● **Activity**
Give back every record that follows, exactly as written.

● **Data extract**
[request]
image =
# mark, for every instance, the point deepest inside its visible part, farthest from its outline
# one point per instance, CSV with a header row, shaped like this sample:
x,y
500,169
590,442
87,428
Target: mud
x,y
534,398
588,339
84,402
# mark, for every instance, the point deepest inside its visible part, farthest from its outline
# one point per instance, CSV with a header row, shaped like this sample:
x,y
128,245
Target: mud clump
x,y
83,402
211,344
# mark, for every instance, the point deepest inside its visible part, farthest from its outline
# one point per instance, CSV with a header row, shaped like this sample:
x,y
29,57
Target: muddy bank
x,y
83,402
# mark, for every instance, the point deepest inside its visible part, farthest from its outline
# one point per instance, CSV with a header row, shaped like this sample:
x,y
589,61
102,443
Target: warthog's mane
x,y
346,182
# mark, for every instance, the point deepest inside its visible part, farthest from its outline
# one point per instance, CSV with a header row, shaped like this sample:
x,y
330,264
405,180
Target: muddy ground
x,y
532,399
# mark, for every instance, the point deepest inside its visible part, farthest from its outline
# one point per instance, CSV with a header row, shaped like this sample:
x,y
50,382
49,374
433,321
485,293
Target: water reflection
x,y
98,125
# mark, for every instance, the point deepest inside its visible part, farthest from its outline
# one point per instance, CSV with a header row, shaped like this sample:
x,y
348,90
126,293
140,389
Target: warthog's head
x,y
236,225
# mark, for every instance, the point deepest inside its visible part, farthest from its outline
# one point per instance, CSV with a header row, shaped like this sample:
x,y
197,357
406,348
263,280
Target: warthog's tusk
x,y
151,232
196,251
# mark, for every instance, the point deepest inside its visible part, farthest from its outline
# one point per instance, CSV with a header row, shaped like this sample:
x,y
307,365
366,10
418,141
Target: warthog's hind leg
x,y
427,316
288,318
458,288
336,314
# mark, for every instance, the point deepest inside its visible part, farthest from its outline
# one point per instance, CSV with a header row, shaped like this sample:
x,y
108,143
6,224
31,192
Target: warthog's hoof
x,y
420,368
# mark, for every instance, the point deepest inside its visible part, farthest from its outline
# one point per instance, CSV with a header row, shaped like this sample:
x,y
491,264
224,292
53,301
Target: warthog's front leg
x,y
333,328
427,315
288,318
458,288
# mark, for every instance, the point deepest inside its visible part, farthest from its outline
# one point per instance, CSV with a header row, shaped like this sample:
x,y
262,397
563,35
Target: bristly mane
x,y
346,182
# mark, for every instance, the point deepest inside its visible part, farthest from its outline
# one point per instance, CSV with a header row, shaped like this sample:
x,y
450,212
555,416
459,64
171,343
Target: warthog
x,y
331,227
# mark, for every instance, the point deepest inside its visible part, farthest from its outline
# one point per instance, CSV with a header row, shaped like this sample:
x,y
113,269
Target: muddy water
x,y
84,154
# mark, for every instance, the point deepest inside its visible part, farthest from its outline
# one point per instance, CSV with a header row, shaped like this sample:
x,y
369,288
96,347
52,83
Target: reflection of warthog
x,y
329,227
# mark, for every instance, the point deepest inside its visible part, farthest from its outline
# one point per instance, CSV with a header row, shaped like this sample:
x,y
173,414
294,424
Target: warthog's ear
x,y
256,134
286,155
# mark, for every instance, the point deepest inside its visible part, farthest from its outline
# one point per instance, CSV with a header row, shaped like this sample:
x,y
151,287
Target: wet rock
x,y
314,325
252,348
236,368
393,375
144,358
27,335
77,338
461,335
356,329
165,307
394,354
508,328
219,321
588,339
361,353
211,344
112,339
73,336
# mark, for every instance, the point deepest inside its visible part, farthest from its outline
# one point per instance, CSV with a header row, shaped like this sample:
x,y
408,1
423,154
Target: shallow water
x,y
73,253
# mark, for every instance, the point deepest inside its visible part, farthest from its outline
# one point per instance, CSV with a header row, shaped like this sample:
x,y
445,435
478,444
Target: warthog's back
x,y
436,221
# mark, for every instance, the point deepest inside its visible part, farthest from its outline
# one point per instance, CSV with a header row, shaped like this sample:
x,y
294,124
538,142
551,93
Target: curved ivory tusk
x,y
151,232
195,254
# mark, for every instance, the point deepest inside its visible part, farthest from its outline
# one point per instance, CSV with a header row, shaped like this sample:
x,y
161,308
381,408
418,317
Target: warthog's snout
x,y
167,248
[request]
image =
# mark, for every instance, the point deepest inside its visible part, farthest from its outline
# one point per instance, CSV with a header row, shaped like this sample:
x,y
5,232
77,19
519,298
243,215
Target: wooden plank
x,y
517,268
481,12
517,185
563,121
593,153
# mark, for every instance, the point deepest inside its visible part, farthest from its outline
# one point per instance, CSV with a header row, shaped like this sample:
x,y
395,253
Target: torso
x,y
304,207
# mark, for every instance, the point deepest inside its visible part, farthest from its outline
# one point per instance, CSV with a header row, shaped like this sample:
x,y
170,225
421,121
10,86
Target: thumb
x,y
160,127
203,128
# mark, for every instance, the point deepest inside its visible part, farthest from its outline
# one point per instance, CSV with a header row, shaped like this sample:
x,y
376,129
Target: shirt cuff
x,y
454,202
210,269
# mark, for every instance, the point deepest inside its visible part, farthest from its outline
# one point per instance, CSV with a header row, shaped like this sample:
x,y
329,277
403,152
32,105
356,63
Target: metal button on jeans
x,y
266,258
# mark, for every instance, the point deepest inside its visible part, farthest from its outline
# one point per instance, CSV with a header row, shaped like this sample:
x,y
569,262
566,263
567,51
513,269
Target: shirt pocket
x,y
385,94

● **Result of this exercise**
[request]
image =
# mark, for every instance, the point deepest inside its visible part, farthest from its outline
# one point per instance, CSV with a header row, shaped like this sample:
x,y
500,169
590,442
87,428
Target: mud
x,y
534,398
588,339
84,402
# mark, for every instance, the point deepest inside its visible part, farthest from its outline
# one point per instance, CSV with a header row, shaped like this sample:
x,y
128,245
Target: mud clump
x,y
83,402
211,344
# mark, for every instance, the point deepest inside its visible part, farthest from its outline
# one point per instance, CSV with a header row, shaped like this sample:
x,y
29,57
Target: muddy bank
x,y
83,402
# mark, for every instance, the point deepest inside its visible part, farthest from its outline
# one point per instance, CSV with a header row, shaped like this sample:
x,y
589,61
102,443
Target: warthog's mane
x,y
346,182
# mark, for every instance, the point deepest inside its visible part, farthest from its outline
# one point per instance, CSV with a header row, shaped like this sample:
x,y
330,264
405,180
Target: muddy ground
x,y
532,399
# mark, for every instance, the point deepest inside its visible part, farthest from its outline
# one point per instance, CSV with a header row, shaped like this sample:
x,y
50,382
49,374
433,321
485,293
Target: water reflection
x,y
98,125
# mark, for every instance, the point deepest inside its visible part, farthest from its outline
# one point per instance, CSV with a header row, shaped like this sample:
x,y
348,90
126,293
140,389
Target: warthog's head
x,y
236,225
# mark, for every instance, the point deepest inside its visible part, farthest from its outline
# one point per instance, CSV with a header row, shaped like this sample:
x,y
197,357
406,348
263,280
Target: warthog's tusk
x,y
151,232
196,251
# mark, for every instance, the point deepest inside its visible part, farthest from its outline
# one point per instance, CSV with a header row, shaped like this sample:
x,y
307,365
366,10
418,141
Target: warthog's hind leg
x,y
427,316
288,318
458,288
336,314
# mark, for every instance, the point deepest inside its visible part, farthest from its outline
# one point per instance, CSV with a header row, shaped like this sample:
x,y
108,143
6,224
31,192
Target: warthog's hoof
x,y
420,368
# mark, for every instance, the point deepest inside its visible part, farthest from its outline
# one point per instance, CSV with a header row, shaped like this sample:
x,y
491,264
224,292
53,301
Target: warthog's front leg
x,y
333,328
427,315
288,318
458,288
# mark, for every instance, the point deepest inside its visible part, farthest from its outline
# one point per instance, CSV with a header row, shaped like this sample:
x,y
262,397
563,35
Target: bristly mane
x,y
346,182
# mark, for every instance, the point deepest inside its visible part, farthest from its outline
# one point per instance, CSV with a header row, shaped like this sample:
x,y
450,212
555,416
459,64
171,343
Target: warthog
x,y
331,227
# mark, for every instance, the point deepest inside its visible part, farthest from its outline
# one point per instance, CSV with a header row, shaped like this sample:
x,y
113,269
Target: muddy water
x,y
84,154
# mark, for every instance, the point deepest inside its visible part, farthest from its outline
# one point per instance, CSV with a header row, shaped like this sample:
x,y
369,288
96,347
52,83
Target: reflection of warthog
x,y
329,227
# mark, for every instance, the point deepest inside its visible part, farthest from its outline
# one point per instance, CSV with a header row, shaped like this sample:
x,y
173,414
294,424
Target: warthog's ear
x,y
256,134
286,155
# mark, for every instance, the point deepest inside its visible part, farthest from its outline
# one point per instance, CSV with a header row, shaped like this sample:
x,y
151,287
Target: wet rock
x,y
314,325
252,348
236,368
393,375
144,358
27,335
77,338
461,335
356,329
165,307
394,354
508,328
219,321
588,339
361,353
211,344
112,339
73,336
# mark, for every instance, the point deepest inside its visible part, farthest from its outline
# one point per instance, CSV with a header row, shaped like this sample:
x,y
408,1
423,154
Target: shallow water
x,y
73,253
# mark, for every instance, the point deepest inside its visible part, farthest from its outline
# one point per instance, CSV with a header row, shaped like this sample:
x,y
445,435
478,444
Target: warthog's back
x,y
436,221
# mark, for every instance, the point deepest inside its visible part, farthest from its outline
# one point per instance, CSV with a header row, shaped like this sample:
x,y
294,124
538,142
551,93
Target: curved ivory tusk
x,y
151,232
195,254
# mark, for every instance, the point deepest inside its visible part, farthest from its outline
# one point per instance, CSV with a header row, shaped like this sample:
x,y
161,308
381,408
418,317
Target: warthog's snout
x,y
167,248
[request]
image =
# mark, for every instance, the point deepest inside its visible part, farthest from its outline
# one point per instance, CSV with a header row, shaped like this sample:
x,y
5,232
77,19
519,298
243,215
Target: wooden plank
x,y
517,268
481,12
517,185
563,121
593,153
# mark, for every instance, the point deepest inside its visible part, farthest from its outline
# one point per instance, CSV with a header row, shaped like this sample:
x,y
395,253
Target: torso
x,y
304,207
# mark, for every instance, the point deepest inside its visible part, farthest from its outline
# one point per instance, CSV with a header row, shaped like this sample:
x,y
170,225
421,121
10,86
Target: thumb
x,y
160,127
203,128
# mark, for every instance, the point deepest inside its visible part, farthest from its outline
# one point per instance, CSV with a header row, shaped like this sample:
x,y
376,129
Target: shirt cuff
x,y
454,202
210,269
# mark, for every instance, the point deepest inside its visible part, farthest from its outline
# one point per instance, CSV with a header row, shaped like this sample:
x,y
329,277
403,152
32,105
356,63
Target: metal button on jeans
x,y
266,258
# mark, for every instance, the point deepest inside its visible part, farthest from its outline
# one point per instance, CSV with a header row, shaped like this sample:
x,y
569,262
566,263
567,51
513,269
Target: shirt pocket
x,y
385,94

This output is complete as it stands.